### Task statement
Looking at the entries, say how many lines contain the string "track". Offer nothing besides the number.

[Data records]
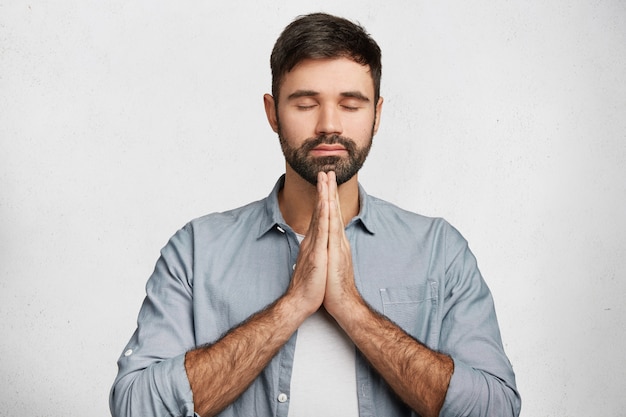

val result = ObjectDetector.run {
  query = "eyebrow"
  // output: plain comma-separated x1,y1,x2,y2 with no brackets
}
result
286,90,319,100
286,90,371,102
340,91,371,102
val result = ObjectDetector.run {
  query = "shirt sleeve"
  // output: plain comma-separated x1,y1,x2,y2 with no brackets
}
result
438,223,521,417
110,224,197,417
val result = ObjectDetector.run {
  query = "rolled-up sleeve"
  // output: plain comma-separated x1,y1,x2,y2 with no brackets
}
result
439,224,521,417
110,225,197,417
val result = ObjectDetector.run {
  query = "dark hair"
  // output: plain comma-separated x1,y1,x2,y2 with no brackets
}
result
270,13,382,102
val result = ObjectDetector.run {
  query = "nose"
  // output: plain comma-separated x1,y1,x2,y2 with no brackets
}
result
315,105,343,136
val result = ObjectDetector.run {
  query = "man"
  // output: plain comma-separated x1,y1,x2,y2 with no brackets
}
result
110,13,520,417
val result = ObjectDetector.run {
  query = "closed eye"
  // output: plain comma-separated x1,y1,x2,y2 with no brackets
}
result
340,94,368,111
296,104,317,110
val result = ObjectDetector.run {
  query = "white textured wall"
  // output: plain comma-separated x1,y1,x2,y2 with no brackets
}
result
1,1,625,416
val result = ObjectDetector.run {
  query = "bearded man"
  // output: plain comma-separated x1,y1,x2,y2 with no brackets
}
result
111,13,520,417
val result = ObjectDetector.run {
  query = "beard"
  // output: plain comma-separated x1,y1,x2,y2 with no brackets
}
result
278,128,374,186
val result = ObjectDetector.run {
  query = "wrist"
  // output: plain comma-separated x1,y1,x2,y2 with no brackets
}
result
278,289,319,327
325,290,369,331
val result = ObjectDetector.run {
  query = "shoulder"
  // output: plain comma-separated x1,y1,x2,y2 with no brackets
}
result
364,194,468,250
365,194,447,231
163,197,268,251
189,198,266,231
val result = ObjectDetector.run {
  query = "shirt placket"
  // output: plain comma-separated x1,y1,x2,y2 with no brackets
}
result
273,224,300,417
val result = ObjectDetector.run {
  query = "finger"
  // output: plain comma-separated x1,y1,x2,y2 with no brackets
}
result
305,172,327,233
327,171,345,230
309,171,329,250
318,171,329,199
327,171,343,249
327,171,336,203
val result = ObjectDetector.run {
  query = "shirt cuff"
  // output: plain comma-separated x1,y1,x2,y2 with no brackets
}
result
155,352,196,416
440,359,479,417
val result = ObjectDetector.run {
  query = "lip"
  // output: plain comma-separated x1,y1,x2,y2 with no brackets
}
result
310,144,348,156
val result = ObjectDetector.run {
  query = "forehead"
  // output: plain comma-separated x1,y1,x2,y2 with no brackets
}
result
278,57,375,101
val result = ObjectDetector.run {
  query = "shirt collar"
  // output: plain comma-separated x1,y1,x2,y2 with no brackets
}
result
257,175,376,239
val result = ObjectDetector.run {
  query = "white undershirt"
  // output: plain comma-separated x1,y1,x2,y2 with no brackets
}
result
288,234,358,416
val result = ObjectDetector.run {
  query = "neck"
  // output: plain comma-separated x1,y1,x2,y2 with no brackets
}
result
278,166,360,235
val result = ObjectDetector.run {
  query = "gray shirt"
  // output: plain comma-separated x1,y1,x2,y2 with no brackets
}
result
110,176,520,417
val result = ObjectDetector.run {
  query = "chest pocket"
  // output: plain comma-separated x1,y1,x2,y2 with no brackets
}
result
379,281,439,347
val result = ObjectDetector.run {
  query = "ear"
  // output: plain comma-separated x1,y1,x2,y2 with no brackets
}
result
263,94,279,133
373,96,384,135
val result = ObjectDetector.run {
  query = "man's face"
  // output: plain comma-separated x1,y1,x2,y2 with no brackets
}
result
265,57,383,185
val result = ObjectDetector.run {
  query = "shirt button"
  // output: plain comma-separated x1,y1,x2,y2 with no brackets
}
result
292,263,296,270
124,349,133,357
277,393,288,403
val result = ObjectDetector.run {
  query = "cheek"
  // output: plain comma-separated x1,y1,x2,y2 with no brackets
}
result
346,113,376,139
278,122,302,142
277,108,314,139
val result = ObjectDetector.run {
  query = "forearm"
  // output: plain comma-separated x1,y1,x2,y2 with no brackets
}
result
187,175,332,416
334,300,453,417
185,293,307,417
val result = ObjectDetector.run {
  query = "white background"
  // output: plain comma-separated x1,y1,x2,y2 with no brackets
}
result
1,1,625,416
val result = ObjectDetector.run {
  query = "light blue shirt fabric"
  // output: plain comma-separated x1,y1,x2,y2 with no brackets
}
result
110,176,520,417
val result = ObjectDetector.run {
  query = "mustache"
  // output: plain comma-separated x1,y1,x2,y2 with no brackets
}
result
300,134,357,153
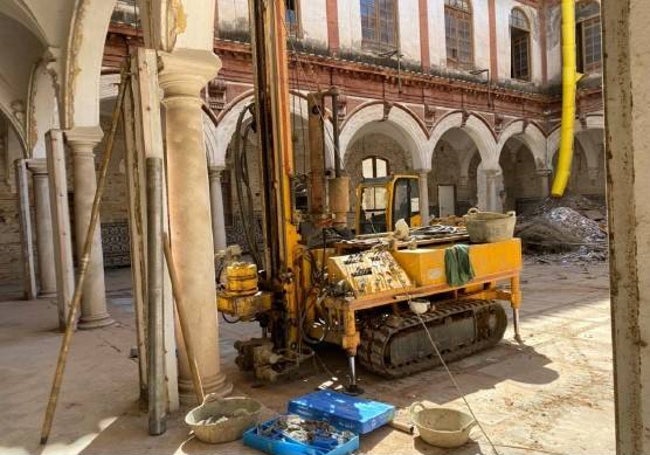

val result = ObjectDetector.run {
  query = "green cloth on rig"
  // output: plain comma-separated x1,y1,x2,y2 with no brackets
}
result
444,244,475,286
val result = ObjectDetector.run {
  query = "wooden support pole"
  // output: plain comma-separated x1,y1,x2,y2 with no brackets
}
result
45,131,76,331
162,234,204,405
147,157,165,435
14,159,37,300
39,66,128,445
123,67,148,404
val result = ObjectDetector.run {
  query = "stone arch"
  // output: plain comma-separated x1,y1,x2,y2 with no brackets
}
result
547,113,605,197
547,113,605,173
497,120,547,170
0,104,27,154
0,11,47,152
339,102,428,170
428,130,478,216
63,0,120,129
499,141,544,211
207,91,334,169
29,62,60,159
427,111,498,168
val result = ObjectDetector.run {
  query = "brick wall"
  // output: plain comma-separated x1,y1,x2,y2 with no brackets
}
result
0,179,23,287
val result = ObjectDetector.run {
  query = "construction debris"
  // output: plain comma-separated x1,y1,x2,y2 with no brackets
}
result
516,193,608,263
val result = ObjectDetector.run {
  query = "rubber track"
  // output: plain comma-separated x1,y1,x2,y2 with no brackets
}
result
357,299,507,378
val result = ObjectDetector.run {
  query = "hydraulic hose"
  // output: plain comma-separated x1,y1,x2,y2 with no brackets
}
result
233,103,263,268
551,0,580,197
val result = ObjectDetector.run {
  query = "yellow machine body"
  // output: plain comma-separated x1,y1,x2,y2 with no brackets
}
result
355,175,422,234
392,239,521,289
317,238,522,355
225,262,258,295
217,0,524,384
217,292,272,322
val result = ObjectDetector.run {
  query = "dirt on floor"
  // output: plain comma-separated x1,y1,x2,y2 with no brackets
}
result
0,260,614,455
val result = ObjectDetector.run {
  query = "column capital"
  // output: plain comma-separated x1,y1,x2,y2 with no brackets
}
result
481,168,501,178
158,49,222,100
415,168,431,175
208,165,226,179
536,168,552,176
26,158,48,175
65,126,104,148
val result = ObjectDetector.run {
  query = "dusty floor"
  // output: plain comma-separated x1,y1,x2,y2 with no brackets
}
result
0,259,614,455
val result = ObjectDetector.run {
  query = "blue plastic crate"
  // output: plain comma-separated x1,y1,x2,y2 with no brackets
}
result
243,415,359,455
288,390,395,435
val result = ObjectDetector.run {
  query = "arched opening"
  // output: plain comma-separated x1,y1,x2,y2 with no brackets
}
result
551,129,605,203
344,131,412,222
429,128,480,217
222,112,311,248
498,137,542,213
361,156,389,178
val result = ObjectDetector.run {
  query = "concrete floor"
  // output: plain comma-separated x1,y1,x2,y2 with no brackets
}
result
0,259,614,455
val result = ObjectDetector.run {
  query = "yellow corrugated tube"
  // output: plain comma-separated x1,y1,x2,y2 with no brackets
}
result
551,0,579,197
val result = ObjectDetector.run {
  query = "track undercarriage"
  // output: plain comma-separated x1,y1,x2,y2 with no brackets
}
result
358,299,508,378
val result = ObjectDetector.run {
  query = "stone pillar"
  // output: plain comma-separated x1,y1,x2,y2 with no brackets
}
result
65,127,114,329
480,168,501,212
208,166,228,253
27,160,57,296
159,49,232,403
602,2,650,450
536,168,552,196
416,170,430,224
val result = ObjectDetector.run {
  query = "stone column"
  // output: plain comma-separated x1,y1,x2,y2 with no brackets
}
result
65,127,114,329
416,170,430,224
159,49,232,403
536,168,552,196
482,168,501,212
27,160,57,296
208,166,228,253
602,1,650,450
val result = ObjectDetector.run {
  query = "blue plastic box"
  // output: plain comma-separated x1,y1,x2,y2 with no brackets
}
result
243,415,360,455
287,390,395,435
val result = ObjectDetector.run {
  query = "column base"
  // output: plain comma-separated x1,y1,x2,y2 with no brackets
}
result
178,371,233,406
78,312,115,330
38,291,57,299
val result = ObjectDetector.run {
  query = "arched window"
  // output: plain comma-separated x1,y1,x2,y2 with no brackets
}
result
362,157,389,178
510,8,531,81
360,0,398,52
576,1,602,73
445,0,473,69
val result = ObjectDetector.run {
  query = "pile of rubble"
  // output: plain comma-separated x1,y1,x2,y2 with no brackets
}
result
516,193,608,263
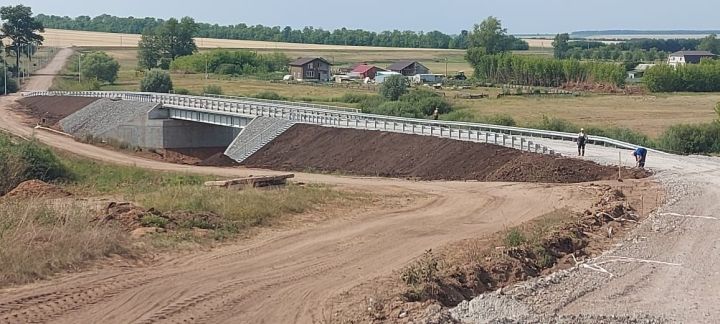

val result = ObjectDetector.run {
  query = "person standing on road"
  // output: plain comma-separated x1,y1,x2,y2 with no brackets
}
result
577,128,588,156
633,147,648,168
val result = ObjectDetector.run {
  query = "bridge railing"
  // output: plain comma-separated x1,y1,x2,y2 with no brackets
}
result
203,93,361,113
24,90,660,154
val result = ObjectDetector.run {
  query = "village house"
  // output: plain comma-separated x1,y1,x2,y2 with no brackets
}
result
289,57,332,82
351,64,385,80
387,60,430,76
667,51,717,67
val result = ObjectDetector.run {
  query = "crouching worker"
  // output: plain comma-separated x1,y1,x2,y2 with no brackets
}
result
632,147,648,168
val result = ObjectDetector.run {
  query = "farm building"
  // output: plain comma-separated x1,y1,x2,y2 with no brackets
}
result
387,61,430,76
627,63,655,79
667,51,717,67
375,71,403,84
289,57,332,82
411,74,444,84
351,64,385,80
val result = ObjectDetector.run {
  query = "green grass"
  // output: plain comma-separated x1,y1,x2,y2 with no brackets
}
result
59,152,208,195
132,184,350,231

### Solution for this problem
2